╭─ Extract

ELAINE KEILLOR, piano

Even with the limited accounts of music making in New France, references can be found to women musicians. Mother Marie de Saint-Joseph of the Ursulines was teaching Native girls to play the viol and sing. Apparently twelve- year-old Agnes became so proficient that she was called upon to play during the religious services in 1640. However, when Laval arrived as bishop in 1659, the Ursulines were told that their musical performances were too elaborate and they were allowed only to perform the Vespers and Tenebrae in more elaborate musical settings than recited chant. Early in the 1700s the hundreds of motel manuscripts extant in Archives including that of the Ursulines and the women's order of Saint Augustine suggest that women were again performing more elaborate compositions and were possibly even composing same. Mother Marie-Andrée Duplessis de Sainte-Hélène (1687-1760) in 1718 prepared the first North American treatise on musical theory.

After New France became a colony of Britain, collections of music used by women are more frequently preserved. In some of these unsigned, otherwise unknown compositions appear that may have been created by the owner of the collection. This recording of works composed by Canadian women begins with A Long Time Ago In the Future. The title is an Amerindian saying which confirms belief in the continuity of all things. In this composition Mary Gardiner also draws upon a Native-Canadian Dene Dogrib Prayer Song which was recorded by Keillor during field work at Rae-Edzo in the Northwest Territories in 1984. Women of the Indigenous cultures of Canada have participated in music- making and in creation since time immemorial and in part Gardiner through her composition and title comments that this is continuing today.

The earliest available published composition written by a Canadian woman is the Canada Union Waltz whose title refers to the union of Upper (presently Ontario) and Lower (presently Quebec) Canada as recommended in Lord Durham's report of 1840. The use of a pseudonym, the cultural practice of the day that encouraged women to be accomplished musicians in the home but frowned upon their public recognition, is fully in evidence. This sophisticated version of the waltz was also published in the popular New York periodical The Albion: Or, British, Colonial, and Foreign Weekly Gazette 20 (1 January 1842). Because Josephte Desbarats Sheppard had a piano work published in New York in 1856 and was known as an accomplished pianist in Quebec City, it has been suggested that she might be "the Canadian lady."

╰─
╭─ Data

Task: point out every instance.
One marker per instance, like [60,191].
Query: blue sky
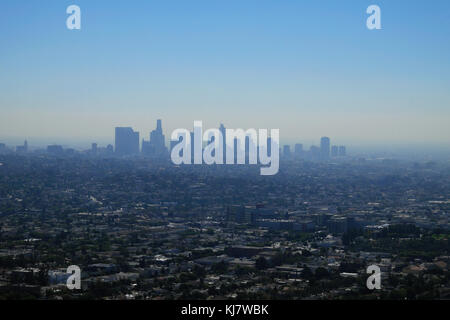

╰─

— What is being asked —
Continue the notes on music by Canadian women from the point where they end.

— Answer to the exercise —
Frances J. Hatton was the daughter of the English musician/entertainer John Lystrott Hatton (1809-1886) and came to Canada in 1869 to be a singing instructor at the Hellmuth Ladies College in London, Ontario. She later married the physician Charles G. Moore and subsequently often used an hyphenated name for her publications; some of which appeared in the Ladies Home Journal. In 1886 she was the only woman composer "deemed worthy to pass" in an anonymous composition competition sponsored by the Ontario Music Teachers' Association (later the Canadian Society of Musicians). [The three male composers also picked were A.E. Fisher, Davenport Kerrison, and Dr. G.W. Strathy, all considered to be among Canada's most gifted musicians at the time.)

Susie Frances (Riley) Harrison (1859-1935) was educated in Toronto and Montreal. At age 16 she began to have her writings and verse published under various pseudonyms, most frequently as Seranus. For her musical publications of piano music and songs, she also used Gilbert King. Dialogue is the middle piano piece of the set Trois Esquisses canadiennes published under her initials S.F. and with her married name of Harrison in 1887. By this time she had become an enthusiast of French-Canadian folksong and frequently gave lecture-recitals on this rich heritage. Among these folksongs are those of the dialogue genre in which two persons or a person and a group alternate to present the story. Later in life as an active educator and writer in Toronto, Harrison probably created the first string quartet composition by a Canadian woman.

Gena Branscombe (1881-1977) received her early musical education in Picton, Ontario, and then studied at the Chicago Musical College where she won gold medals for piano and composition. She became director of the piano department at Whitmore College in Washington, D.C. and later became well-known as a conductor, particularly of choral ensembles. She wrote a wide range of songs, choral pieces, chamber, orchestral works and a choral drama Pilgrims of Destiny (1926). Valse-Caprice written in 1900 was performed by her in recital in Germany in 1910 where the reviewer of the Continental Times praised its skilful writing for piano and its fresh harmonic ideas.

Barbara Pentland (b. 1912 in Winnipeg) had her first formal studies in composition with Cécile Gauthiez in Paris in 1929. From 1936 to 1939 she studied on scholarship at the Juillard School of Music in New York. Rhapsody 1939: The World on the March to War Again composed upon her return to Winnipeg reveals many aspects of her mature style: linear counterpoint, emphasis on particular intervals, directness of line, and sparse texture. While teaching at the University of British Columbia, Pentland influenced many students on the west coast, but later devoted herself to producing a large oeuvre that includes outstanding chamber works and effective settings for voice that often use the words of Dorothy Livesay.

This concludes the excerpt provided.